● **Document segment**:
When Sol had looked at linear-feedback shift registers, the first big thing he’d managed to understand was their repetition periods. And with nonlinear ones he put most of his effort into trying to understand the same thing. He collected all sorts of experimental data. He told me he even tested sequences of length 2^{45}—which must have taken a year. He made summaries, like the one below (notice the visualizations of sequences, shown as oscilloscope-like traces). But he never managed to come up with any kind of general theory as he had with linear-feedback shift registers.

It’s not surprising he couldn’t do it. Because when one looks at nonlinear-feedback shift registers, one’s effectively sampling the whole richness of the computational universe of possible simple programs. Back in the 1950s there were already theoretical results—mostly based on Turing’s ideas of universal computation—about what programs could in principle do. But I don’t think Sol or anyone else ever thought they would apply to the very simple—if nonlinear—functions in NFSRs.

And in the end it basically took until my work around 1981 for it to become clear just how complicated the behavior of even very simple programs could be. My all-time favorite example is rule 30—a cellular automaton in which the values of neighboring cells are combined using a function that can be represented as *p*+*q*+*r*+*qr* mod 2 (or *p* XOR (*q* OR *r*)). And, amazingly, Sol looked at nonlinear-feedback shift registers that were based on incredibly similar functions—like, in 1959, *p*+*r*+*s*+*qr*+*qs*+*rs* mod 2. Here’s what Sol’s function (which can be thought of as “rule 29070”), rule 30, and a couple of other similar rules look like in a shift register:

And here’s what they look like as cellular automata, without being constrained to a fixed-size register:

Of course, Sol never made pictures like this (and it would, realistically, have been almost impossible to do so in the 1950s). Instead, he concentrated on a kind of aggregate feature: the overall repetition period.

Sol wondered whether nonlinear-feedback shift registers might make good sources of randomness. From what we now know about cellular automata, it’s clear they can. And for example the rule 30 cellular automaton is what we used to generate randomness for Mathematica for 25 years (though we recently retired it in favor of a more efficient rule that we found by searching trillions of possibilities).

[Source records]
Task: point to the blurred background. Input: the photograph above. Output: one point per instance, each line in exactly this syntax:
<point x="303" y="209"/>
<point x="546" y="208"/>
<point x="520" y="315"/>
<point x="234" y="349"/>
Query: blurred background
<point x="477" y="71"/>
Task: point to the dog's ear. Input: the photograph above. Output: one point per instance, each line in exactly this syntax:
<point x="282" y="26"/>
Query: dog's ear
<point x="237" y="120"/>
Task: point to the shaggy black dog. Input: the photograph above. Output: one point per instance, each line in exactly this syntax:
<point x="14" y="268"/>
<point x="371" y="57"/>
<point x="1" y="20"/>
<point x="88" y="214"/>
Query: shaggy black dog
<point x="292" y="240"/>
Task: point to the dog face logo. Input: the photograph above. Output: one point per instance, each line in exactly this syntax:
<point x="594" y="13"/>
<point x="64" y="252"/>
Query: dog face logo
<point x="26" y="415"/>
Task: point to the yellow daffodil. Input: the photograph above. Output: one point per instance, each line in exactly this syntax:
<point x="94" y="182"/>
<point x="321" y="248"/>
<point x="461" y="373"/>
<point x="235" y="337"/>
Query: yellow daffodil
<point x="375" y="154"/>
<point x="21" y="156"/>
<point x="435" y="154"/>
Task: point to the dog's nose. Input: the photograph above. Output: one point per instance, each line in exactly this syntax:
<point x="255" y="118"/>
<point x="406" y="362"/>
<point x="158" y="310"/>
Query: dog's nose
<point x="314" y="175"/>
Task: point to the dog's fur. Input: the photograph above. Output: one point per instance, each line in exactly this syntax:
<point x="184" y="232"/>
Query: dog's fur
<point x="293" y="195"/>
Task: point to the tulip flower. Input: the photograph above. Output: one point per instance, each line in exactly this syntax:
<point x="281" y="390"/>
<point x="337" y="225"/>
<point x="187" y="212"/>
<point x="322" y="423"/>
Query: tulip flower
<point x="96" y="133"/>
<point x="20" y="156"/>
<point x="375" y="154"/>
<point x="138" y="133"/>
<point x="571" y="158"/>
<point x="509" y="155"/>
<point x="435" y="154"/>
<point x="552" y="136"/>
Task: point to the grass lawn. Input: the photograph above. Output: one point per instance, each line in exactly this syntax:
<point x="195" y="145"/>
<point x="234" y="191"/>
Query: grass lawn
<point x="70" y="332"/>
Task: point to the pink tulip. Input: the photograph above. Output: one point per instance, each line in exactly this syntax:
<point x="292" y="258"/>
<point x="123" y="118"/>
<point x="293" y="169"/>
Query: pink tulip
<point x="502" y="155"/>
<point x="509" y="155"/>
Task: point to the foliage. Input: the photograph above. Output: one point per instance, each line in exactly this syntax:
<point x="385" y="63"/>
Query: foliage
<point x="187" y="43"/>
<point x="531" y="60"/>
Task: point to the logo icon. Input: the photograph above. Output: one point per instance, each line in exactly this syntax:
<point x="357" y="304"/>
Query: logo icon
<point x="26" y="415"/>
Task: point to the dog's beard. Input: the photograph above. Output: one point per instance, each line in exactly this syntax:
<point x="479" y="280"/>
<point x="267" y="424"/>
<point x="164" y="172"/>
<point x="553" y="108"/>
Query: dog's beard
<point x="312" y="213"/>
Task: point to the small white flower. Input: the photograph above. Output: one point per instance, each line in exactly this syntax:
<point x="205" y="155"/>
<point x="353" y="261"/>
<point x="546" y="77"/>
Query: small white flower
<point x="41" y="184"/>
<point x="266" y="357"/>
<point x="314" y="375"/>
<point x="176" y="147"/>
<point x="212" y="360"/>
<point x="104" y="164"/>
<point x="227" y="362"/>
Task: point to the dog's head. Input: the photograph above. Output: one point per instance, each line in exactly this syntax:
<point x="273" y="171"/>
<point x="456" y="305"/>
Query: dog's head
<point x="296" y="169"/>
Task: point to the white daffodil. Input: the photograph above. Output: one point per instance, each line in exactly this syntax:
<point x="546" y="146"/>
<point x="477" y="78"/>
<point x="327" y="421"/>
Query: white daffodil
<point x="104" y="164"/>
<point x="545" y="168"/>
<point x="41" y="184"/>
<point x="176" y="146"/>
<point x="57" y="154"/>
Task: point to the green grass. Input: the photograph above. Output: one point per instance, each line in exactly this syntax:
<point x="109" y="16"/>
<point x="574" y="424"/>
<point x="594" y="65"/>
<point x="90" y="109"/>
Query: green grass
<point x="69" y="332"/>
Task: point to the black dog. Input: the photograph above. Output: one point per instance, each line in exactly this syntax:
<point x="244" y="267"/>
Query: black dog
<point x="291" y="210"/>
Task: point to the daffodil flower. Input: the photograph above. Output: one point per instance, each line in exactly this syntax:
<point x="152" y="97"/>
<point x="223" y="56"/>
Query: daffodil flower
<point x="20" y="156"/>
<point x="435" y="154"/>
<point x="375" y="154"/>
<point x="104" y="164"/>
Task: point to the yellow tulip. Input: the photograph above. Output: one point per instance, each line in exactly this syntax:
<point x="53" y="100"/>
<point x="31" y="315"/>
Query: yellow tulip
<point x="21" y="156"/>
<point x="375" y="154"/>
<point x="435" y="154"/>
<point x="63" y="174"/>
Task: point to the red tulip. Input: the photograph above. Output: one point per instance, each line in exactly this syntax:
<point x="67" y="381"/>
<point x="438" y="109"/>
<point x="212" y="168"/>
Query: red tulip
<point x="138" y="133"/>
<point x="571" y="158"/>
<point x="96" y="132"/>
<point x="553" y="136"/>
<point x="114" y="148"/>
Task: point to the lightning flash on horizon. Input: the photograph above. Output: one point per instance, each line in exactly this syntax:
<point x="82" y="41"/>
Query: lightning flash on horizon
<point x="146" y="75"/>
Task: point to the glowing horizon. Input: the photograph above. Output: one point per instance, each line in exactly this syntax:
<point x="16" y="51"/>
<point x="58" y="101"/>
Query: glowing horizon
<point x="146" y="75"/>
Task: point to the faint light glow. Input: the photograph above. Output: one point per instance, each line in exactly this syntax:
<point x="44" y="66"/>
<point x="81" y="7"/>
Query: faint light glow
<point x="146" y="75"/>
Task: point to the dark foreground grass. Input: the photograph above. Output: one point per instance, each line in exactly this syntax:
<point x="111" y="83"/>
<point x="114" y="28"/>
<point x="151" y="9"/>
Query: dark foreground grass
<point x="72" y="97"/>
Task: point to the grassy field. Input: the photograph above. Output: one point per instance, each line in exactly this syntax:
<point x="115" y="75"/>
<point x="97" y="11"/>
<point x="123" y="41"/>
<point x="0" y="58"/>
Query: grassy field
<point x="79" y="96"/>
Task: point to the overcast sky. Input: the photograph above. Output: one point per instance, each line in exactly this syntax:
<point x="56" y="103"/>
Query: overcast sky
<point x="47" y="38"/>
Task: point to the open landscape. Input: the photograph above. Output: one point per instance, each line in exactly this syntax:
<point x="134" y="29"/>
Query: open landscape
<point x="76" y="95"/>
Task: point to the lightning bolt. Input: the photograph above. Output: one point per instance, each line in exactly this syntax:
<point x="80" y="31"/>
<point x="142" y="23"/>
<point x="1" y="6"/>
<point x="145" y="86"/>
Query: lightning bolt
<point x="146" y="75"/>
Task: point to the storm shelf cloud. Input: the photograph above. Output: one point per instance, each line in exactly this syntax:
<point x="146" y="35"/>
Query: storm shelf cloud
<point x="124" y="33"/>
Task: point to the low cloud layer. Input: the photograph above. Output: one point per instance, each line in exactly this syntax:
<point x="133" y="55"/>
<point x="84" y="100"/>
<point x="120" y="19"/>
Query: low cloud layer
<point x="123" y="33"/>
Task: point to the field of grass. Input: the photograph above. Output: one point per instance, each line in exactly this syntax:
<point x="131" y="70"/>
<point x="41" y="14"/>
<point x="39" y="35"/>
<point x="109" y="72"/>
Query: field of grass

● **Task item A**:
Answer these questions about the shift-register text:
(i) Around what year did the author's work make clear how complicated the behavior of very simple programs could be?
(ii) What rule name does the shift-register text give to Sol's 1959 function?
(iii) For how many years was rule 30 used to generate randomness for Mathematica?
● **Task item B**: Write out the part of the shift-register text starting at "Sol wondered whether" and ending at "trillions of possibilities).".
● **Task item C**: Continue the shift-register text from the point where it stops.

● **Response area A**:
(i) Around 1981.
(ii) Rule 29070.
(iii) 25 years.

● **Response area B**:
Sol wondered whether nonlinear-feedback shift registers might make good sources of randomness. From what we now know about cellular automata, it’s clear they can. And for example the rule 30 cellular automaton is what we used to generate randomness for Mathematica for 25 years (though we recently retired it in favor of a more efficient rule that we found by searching trillions of possibilities).

● **Response area C**:
Sol didn’t talk about cryptography much—though I suspect he did quite a bit of government work on it. He did tell me though that in 1959 he’d found a “multi-dimensional correlation attack on nonlinear sequences”, though he said that at the time he “carefully avoided stating that the application was to cryptanalysis”. The fact is that cellular automata like rule 30 (and presumably also nonlinear-feedback shift registers) do seem to be good cryptosystems—though partly because of confusions about whether they’re somehow equivalent to linear-feedback shift registers (they’re not), they’ve never been used as much as they should.

Being a history enthusiast, I’ve tried over the past few decades to identify all precursors to my work on 1D cellular automata. 2D cellular automata had been studied a bit, but there was only quite theoretical work on the 1D case, together with a few specific investigations in the cryptography community (that I’ve never fully found out about). And in the end, of all the things I’ve seen, I think Sol Golomb’s nonlinear-feedback shift registers were in a sense closest to what I actually ended up doing a quarter century later.

Mention the name “Golomb” and some people will think of shift registers. But many more will think of polyominoes. Sol didn’t invent polyominoes—though he did invent the name. But what he did was to make systematic what had appeared only in isolated puzzles before.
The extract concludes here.